■ Provided entries ■
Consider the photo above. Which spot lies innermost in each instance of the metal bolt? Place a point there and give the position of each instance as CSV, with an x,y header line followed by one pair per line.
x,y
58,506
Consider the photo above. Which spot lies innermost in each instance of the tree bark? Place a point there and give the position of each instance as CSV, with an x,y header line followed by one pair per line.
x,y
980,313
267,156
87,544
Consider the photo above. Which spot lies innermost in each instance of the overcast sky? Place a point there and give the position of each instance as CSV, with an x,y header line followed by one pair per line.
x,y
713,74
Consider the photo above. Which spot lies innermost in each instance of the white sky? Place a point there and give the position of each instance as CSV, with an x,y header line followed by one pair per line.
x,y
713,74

==

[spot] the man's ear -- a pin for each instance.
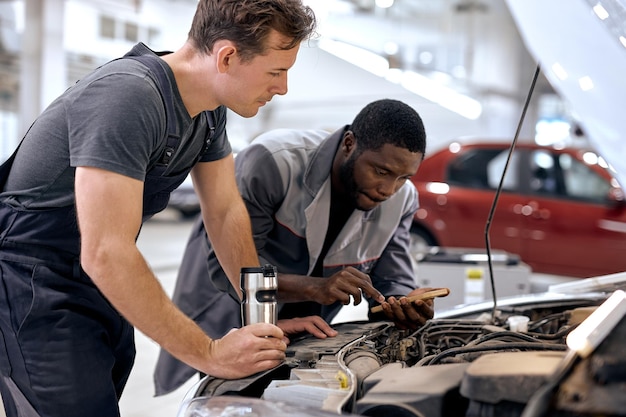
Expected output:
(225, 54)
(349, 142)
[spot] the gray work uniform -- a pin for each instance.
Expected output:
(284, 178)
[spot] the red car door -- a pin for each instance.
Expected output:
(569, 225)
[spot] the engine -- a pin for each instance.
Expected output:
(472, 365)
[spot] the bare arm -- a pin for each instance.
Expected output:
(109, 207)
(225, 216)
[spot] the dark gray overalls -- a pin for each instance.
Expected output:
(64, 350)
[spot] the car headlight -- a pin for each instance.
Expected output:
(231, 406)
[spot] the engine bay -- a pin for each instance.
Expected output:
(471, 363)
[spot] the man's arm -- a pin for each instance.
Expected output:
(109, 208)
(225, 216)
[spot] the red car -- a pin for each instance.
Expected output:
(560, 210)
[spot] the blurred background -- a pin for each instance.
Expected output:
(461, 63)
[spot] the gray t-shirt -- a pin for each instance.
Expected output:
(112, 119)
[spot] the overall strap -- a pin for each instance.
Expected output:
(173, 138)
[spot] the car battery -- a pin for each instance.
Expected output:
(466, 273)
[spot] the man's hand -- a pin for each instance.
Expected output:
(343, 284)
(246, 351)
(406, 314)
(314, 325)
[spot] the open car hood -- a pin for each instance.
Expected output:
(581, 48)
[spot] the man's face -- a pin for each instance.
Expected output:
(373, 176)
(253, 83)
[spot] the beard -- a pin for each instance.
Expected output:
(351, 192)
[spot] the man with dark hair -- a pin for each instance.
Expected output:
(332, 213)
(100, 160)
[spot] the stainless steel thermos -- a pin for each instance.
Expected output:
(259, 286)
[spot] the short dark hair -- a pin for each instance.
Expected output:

* * *

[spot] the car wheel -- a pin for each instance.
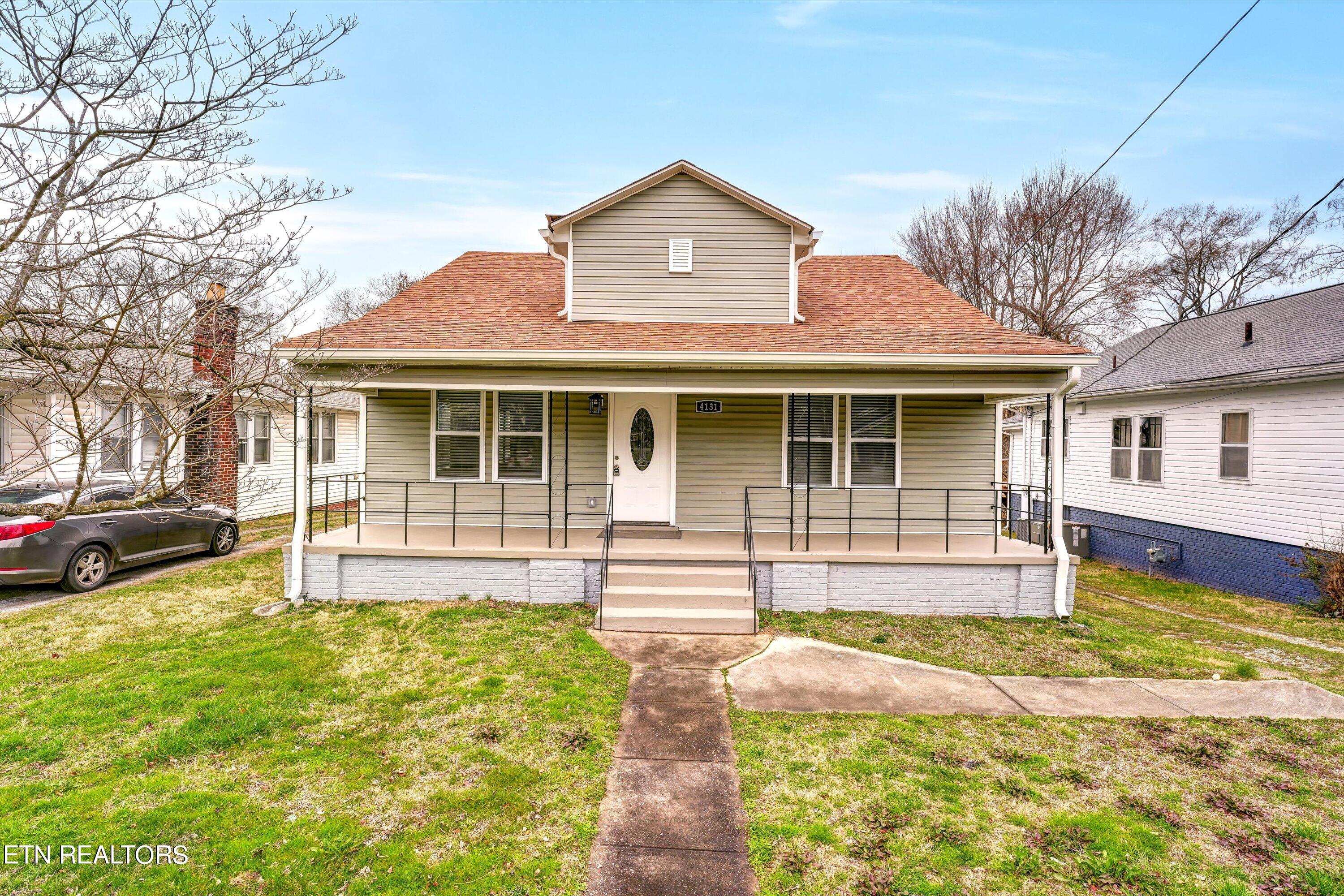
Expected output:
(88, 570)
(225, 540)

■ Assigned task ■
Taking the entries above, write out exactly each line from the one holding "[spot] the gray work" to the one holding "[spot] the blurred", both included, and stop there.

■ Response to the task ■
[spot] the gray work uniform -- a pin for each instance.
Expected output:
(284, 178)
[spot] the red car door -- a pin for each instance.
Expected output:
(569, 225)
[spot] the engine -- a pin for each instance.
Expected output:
(472, 365)
[spot] the bare arm -- a pin for each instance.
Expected output:
(109, 207)
(225, 216)
[spot] the dark gray overalls -- a pin for each instance.
Expected output:
(64, 350)
[spot] the car headlight -- a pin for each instance.
Expected output:
(231, 406)
[spot] the engine bay -- a pin for each instance.
Expected output:
(471, 363)
[spot] the man's arm -- a pin for each instance.
Expected output:
(109, 208)
(225, 216)
[spot] the red car -- a pin for each instance.
Expected output:
(560, 210)
[spot] the blurred background -- a pin for each instance.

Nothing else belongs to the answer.